Task brief
Every record that follows should be printed verbatim.

Records for the task
-.-.-

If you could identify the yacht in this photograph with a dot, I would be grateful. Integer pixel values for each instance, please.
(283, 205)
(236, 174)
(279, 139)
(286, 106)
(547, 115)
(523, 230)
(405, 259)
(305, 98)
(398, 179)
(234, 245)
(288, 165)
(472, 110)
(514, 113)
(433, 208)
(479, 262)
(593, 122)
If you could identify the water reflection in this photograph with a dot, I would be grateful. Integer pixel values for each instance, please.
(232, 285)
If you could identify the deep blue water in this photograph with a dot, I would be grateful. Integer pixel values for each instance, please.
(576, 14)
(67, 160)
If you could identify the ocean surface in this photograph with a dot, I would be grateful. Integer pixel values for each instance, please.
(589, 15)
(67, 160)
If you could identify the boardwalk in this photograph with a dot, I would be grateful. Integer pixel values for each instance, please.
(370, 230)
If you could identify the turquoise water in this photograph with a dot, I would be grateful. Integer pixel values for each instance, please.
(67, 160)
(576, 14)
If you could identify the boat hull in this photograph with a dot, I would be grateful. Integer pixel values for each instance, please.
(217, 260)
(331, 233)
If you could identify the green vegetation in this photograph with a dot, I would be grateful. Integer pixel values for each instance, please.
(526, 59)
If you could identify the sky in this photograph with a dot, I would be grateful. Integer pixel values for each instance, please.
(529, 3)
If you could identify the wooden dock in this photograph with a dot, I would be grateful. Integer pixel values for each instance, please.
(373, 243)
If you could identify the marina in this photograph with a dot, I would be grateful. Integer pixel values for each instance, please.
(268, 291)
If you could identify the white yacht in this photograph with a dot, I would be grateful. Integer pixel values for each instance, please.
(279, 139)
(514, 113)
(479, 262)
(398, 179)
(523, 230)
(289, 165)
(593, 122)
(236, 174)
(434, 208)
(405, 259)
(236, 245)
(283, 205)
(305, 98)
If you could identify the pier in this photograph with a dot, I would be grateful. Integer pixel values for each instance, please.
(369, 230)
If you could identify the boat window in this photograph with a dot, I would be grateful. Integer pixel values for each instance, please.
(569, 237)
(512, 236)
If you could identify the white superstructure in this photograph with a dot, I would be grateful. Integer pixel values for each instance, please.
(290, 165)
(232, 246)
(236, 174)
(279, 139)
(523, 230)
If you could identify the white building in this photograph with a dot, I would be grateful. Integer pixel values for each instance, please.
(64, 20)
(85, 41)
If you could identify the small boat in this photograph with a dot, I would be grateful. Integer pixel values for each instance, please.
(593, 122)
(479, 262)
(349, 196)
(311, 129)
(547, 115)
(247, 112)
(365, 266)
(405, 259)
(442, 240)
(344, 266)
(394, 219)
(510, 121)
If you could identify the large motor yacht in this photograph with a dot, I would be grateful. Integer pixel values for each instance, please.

-.-.-

Result of this task
If you could identify the yacht in this photograph with a dot, I would be grateful. Integer pixel values for each instance, please.
(283, 205)
(236, 174)
(279, 139)
(286, 106)
(547, 115)
(523, 230)
(405, 259)
(305, 98)
(398, 179)
(234, 245)
(288, 165)
(472, 110)
(514, 113)
(433, 208)
(479, 262)
(593, 122)
If you could identify the water reflection in this photograph with a dot, I would be grateful. Integer pixel values for each instance, please.
(232, 285)
If you could identify the deep blue water in this photograph with a dot, I would be grateful. Integer pixel values for each instance, please.
(576, 14)
(67, 160)
If you could identify the ocean surface in this photograph with a dot, I would be grateful. Integer pixel values for each instance, please.
(589, 15)
(67, 160)
If you could identify the boardwalk in this photograph with a dot, I would be grateful. Integer pixel values for each instance, please.
(370, 230)
If you could identify the turquoise water in this photograph with a dot, I would be grateful. Integer pixel values for each instance, please.
(67, 160)
(576, 14)
If you could identify the boat hull in this photograph with a dot, I would be grateful. Integer pixel values for each instance, please.
(217, 260)
(331, 233)
If you could identify the green vegetation in this photograph with a dot, I would be grateful. Integer pixel values for each instance, please.
(526, 59)
If you could identify the sky in this photograph with a dot, I would be grateful. Integer pixel values for each instance, please.
(529, 3)
If you could identify the wooden dock in this photograph with a dot, I would be grateful. Integer pixel values for each instance, please.
(373, 243)
If you could identify the marina in this photograph with a dot, I would be grateful. Integer pixel values for each instance, please.
(268, 291)
If you could identify the white yacht in this photograph with a dot, I would be grateful. Integer pixel values for each instance, please.
(279, 139)
(514, 113)
(479, 262)
(398, 179)
(523, 230)
(289, 165)
(593, 122)
(236, 174)
(434, 208)
(405, 259)
(236, 245)
(283, 205)
(305, 98)
If you could identify the pier in this photograph with a dot, I would be grateful. Integer pixel values for each instance, please.
(369, 230)
If you could identify the boat window in this photograph with a dot, I would be grateful. Integer pixel values for each instance, please.
(569, 237)
(512, 236)
If you could identify the white superstructure in this photograph with a dot, I would be grateful. Integer pixel values for each instance, please.
(290, 165)
(232, 246)
(236, 174)
(279, 139)
(523, 230)
If you could identify the white building in this photograph with a dot, I would be grateful. Integer pixel values for each instance, please.
(64, 20)
(85, 41)
If you could identify the small boat in this photograph with a dot, I would be grateful. Integer pixel values for each instance, please.
(593, 122)
(479, 262)
(349, 196)
(311, 129)
(547, 115)
(247, 112)
(365, 266)
(405, 259)
(442, 240)
(344, 266)
(394, 219)
(510, 121)
If you could identify the large motor yacht in this photograph with a dot, I would be grateful. Integer pixel values for each instance, please.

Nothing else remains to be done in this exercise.